#### STUDY TEXT ####

Anyways, this apartment building produced a nice haul in early January. Not much since… but I still check on it.


With apartment building trash you’re bound to find a lot of crap, so I only stop if the garbage pile is interesting. That vintage card table set and mirror was enough to get me to stop the car, and then I discovered that the bags were full of kitchen & dining wares. This short video shows you the sound a bag full of kitchenwares makes. The sound and look of the bags helps me differentiate the good stuff from the bad, the latter of which comprises the vast majority of what we call “garbage.”

All in all I picked out about two big bags worth of stuff, as well as the card table and mirror. There was some breakage, which is common when people throw ceramics and glasswares into bags and then drag them to the curb, but plenty of quality stuff survived.

There was lots of silverplate, but some was pretty worn out and best scrapped (the plated brass and copper is worth decent money at the yard). That serving dish at the top right had its original glass insert, which is pretty uncommon (at least with trash silverplate). That odd looking thing at the bottom right is a vintage “cake comb.”

#### THE DATA ####

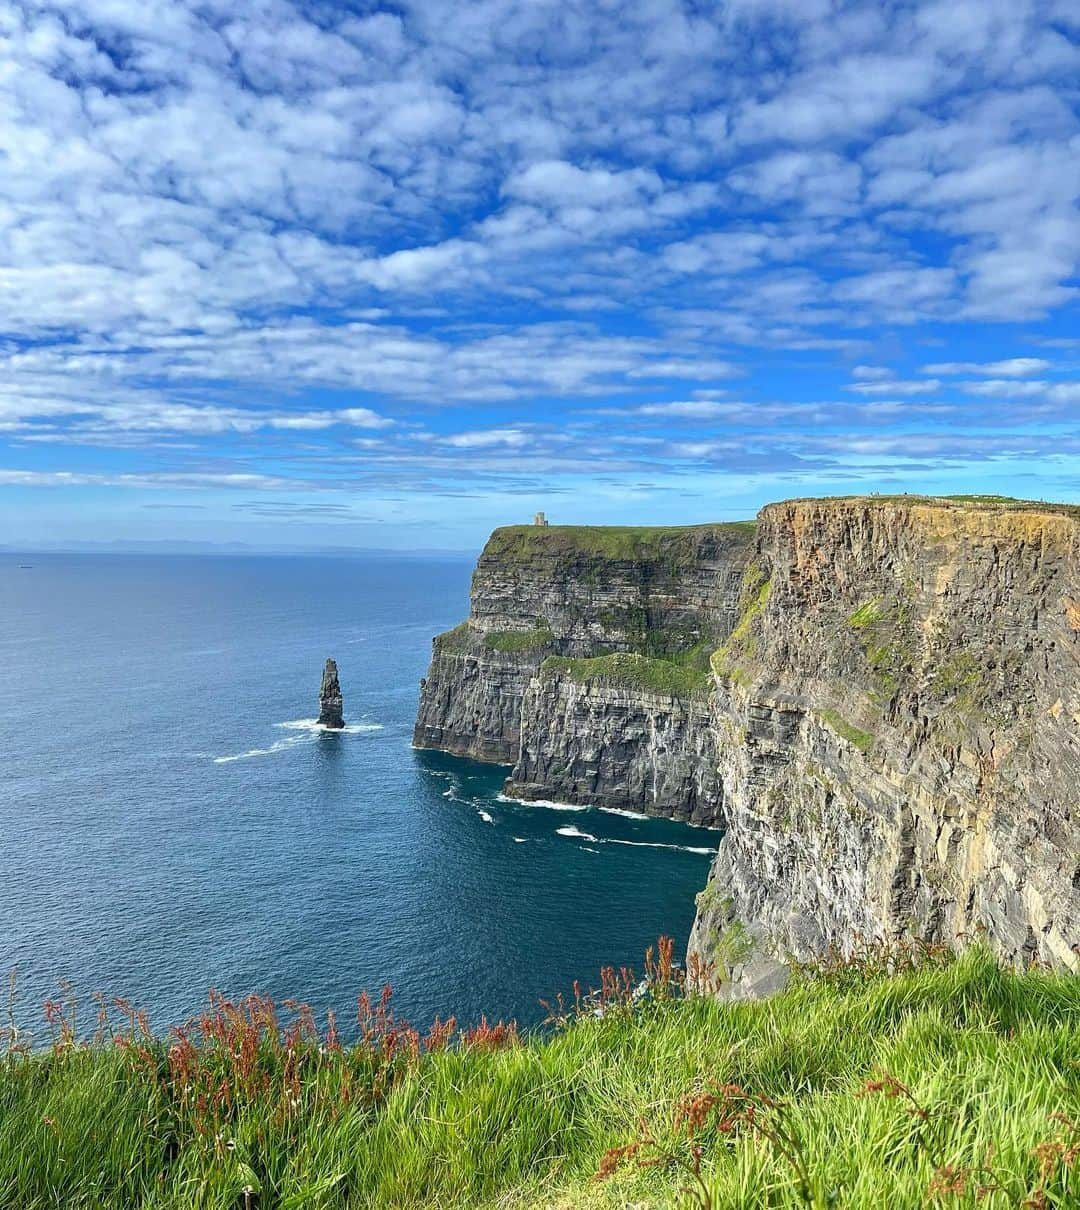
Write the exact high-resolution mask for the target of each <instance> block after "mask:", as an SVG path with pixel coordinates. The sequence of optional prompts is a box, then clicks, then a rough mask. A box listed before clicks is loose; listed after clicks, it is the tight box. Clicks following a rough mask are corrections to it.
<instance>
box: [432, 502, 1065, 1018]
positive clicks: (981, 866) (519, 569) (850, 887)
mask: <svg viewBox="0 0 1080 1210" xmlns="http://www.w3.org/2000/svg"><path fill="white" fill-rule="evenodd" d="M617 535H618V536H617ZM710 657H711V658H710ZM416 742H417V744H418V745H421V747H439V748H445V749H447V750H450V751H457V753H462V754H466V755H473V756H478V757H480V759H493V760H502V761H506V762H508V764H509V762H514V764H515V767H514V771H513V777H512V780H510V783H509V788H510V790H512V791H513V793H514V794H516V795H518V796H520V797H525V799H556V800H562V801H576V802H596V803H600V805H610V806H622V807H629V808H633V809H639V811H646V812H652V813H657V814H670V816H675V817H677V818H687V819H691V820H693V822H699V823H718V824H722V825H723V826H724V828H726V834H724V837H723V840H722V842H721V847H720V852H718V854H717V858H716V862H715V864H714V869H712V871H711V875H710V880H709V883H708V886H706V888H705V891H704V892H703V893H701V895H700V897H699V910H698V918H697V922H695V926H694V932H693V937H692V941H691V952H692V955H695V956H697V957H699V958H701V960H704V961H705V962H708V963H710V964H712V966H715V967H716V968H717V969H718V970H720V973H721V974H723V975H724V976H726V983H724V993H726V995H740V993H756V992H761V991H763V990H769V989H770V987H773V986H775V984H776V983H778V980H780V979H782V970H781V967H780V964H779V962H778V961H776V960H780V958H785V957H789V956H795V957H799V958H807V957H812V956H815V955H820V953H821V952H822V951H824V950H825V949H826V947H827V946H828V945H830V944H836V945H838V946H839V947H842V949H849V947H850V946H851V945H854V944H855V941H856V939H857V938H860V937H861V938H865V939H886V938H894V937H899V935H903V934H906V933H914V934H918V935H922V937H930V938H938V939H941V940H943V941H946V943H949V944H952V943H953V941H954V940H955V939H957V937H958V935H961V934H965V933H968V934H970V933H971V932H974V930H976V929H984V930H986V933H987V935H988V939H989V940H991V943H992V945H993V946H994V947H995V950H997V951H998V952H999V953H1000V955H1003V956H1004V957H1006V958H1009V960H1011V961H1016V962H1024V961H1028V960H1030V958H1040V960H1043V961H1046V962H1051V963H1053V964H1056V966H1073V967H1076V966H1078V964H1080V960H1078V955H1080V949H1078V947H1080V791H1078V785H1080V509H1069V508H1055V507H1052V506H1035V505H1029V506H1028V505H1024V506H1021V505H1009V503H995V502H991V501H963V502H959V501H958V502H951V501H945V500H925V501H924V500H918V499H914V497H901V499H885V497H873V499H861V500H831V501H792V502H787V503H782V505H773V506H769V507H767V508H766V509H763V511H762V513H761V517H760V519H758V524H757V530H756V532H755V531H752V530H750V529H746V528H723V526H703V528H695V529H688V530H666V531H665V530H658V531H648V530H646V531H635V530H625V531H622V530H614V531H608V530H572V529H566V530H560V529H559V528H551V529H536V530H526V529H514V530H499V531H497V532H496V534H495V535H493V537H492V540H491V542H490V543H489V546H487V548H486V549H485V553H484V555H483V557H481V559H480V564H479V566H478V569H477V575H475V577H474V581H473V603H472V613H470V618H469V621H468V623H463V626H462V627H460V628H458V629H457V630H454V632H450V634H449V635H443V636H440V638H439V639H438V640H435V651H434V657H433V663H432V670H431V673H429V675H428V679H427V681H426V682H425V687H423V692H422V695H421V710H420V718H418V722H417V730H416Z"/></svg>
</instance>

####

#### PROBLEMS TO WORK ON
A. From the trash-picking post, list every individual object the writer names among the finds. Leave out broad categories such as kitchenwares or silverplate in general.
B. Reproduce the part of the trash-picking post starting at "All in all I" and ending at "quality stuff survived.".
C. In the trash-picking post, what helps the writer tell the good stuff from the bad?

#### RESULTS IN ORDER
A.
- vintage card table set
- mirror
- serving dish (with its original glass insert)
- vintage "cake comb"

B.
All in all I picked out about two big bags worth of stuff, as well as the card table and mirror. There was some breakage, which is common when people throw ceramics and glasswares into bags and then drag them to the curb, but plenty of quality stuff survived.

C. The sound and look of the bags.